- What this task involves
Write out the data exactly from its first line onward, ending with the line in which "rough mask: <svg" appears.

- Provided data
---

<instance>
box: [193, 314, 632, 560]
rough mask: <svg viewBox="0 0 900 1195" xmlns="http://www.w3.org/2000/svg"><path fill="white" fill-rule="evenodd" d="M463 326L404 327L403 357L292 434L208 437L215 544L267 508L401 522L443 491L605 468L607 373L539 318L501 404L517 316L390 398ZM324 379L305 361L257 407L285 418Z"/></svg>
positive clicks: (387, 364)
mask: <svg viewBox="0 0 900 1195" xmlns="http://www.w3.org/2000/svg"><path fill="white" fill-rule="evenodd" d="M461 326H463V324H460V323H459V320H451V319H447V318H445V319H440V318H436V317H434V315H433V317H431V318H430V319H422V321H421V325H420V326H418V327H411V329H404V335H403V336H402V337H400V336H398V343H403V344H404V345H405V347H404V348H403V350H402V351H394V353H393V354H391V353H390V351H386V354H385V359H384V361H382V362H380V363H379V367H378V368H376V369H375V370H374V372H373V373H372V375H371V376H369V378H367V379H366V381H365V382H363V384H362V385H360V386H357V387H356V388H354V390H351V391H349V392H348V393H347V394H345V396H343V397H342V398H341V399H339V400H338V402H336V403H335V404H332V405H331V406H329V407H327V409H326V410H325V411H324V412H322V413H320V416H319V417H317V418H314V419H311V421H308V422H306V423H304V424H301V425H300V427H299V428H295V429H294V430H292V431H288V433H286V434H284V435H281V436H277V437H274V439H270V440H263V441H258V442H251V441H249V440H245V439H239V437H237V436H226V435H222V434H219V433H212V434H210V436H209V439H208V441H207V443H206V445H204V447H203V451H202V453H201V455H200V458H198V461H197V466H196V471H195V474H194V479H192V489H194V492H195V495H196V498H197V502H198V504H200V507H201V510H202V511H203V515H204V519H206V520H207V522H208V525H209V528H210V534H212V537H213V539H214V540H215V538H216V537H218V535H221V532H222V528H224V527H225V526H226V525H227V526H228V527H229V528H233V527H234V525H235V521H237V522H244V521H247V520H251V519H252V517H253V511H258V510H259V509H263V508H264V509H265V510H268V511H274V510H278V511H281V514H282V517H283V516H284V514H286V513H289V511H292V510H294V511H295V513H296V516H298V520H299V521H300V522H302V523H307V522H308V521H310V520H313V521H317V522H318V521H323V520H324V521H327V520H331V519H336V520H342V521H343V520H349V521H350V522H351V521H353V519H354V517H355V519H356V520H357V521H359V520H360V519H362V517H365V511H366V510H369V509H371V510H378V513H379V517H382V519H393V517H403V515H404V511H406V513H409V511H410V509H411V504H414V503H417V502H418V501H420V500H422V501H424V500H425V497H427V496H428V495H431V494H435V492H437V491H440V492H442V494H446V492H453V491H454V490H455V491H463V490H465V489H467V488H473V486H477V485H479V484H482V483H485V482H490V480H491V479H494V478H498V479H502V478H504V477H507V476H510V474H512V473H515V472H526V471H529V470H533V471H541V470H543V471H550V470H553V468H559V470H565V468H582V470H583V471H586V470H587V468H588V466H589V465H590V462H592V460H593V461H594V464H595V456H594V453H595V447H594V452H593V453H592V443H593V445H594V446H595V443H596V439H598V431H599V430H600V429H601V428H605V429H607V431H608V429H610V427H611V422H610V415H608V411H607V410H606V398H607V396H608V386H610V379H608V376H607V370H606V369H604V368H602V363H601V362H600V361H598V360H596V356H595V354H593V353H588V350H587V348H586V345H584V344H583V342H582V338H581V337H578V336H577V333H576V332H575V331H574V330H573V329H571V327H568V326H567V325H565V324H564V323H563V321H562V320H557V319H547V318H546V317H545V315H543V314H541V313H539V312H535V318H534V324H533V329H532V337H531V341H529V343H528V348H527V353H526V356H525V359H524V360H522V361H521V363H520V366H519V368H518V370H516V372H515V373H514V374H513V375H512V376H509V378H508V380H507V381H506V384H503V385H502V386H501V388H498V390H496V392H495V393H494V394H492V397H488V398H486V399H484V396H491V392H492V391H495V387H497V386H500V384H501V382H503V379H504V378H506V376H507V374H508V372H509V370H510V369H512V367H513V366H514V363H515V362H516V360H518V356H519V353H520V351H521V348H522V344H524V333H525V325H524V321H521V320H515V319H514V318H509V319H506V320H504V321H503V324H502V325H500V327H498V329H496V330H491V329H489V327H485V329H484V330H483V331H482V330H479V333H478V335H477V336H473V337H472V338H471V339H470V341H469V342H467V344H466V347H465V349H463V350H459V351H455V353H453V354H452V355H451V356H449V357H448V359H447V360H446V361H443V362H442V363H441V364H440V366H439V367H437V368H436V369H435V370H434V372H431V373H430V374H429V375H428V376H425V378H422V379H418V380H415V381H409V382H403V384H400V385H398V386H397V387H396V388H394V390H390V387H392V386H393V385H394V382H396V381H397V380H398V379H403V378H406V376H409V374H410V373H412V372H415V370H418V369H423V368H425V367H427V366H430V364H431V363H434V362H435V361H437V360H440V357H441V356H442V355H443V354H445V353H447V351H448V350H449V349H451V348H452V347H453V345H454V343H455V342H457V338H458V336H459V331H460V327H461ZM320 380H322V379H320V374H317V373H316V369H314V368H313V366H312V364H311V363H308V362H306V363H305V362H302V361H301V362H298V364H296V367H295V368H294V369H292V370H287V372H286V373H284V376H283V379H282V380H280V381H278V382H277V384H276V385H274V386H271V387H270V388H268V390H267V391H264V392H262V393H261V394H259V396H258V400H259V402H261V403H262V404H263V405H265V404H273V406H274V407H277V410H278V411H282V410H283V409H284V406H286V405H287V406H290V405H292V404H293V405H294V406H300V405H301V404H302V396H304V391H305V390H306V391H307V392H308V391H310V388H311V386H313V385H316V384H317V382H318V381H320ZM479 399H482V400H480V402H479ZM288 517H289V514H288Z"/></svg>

---

- Output for this task
<instance>
box: [193, 314, 632, 560]
rough mask: <svg viewBox="0 0 900 1195" xmlns="http://www.w3.org/2000/svg"><path fill="white" fill-rule="evenodd" d="M463 326L404 327L403 357L292 434L208 437L215 544L267 508L401 522L443 491L605 468L607 373L539 318L501 404L517 316L390 398ZM324 379L305 361L257 407L285 418Z"/></svg>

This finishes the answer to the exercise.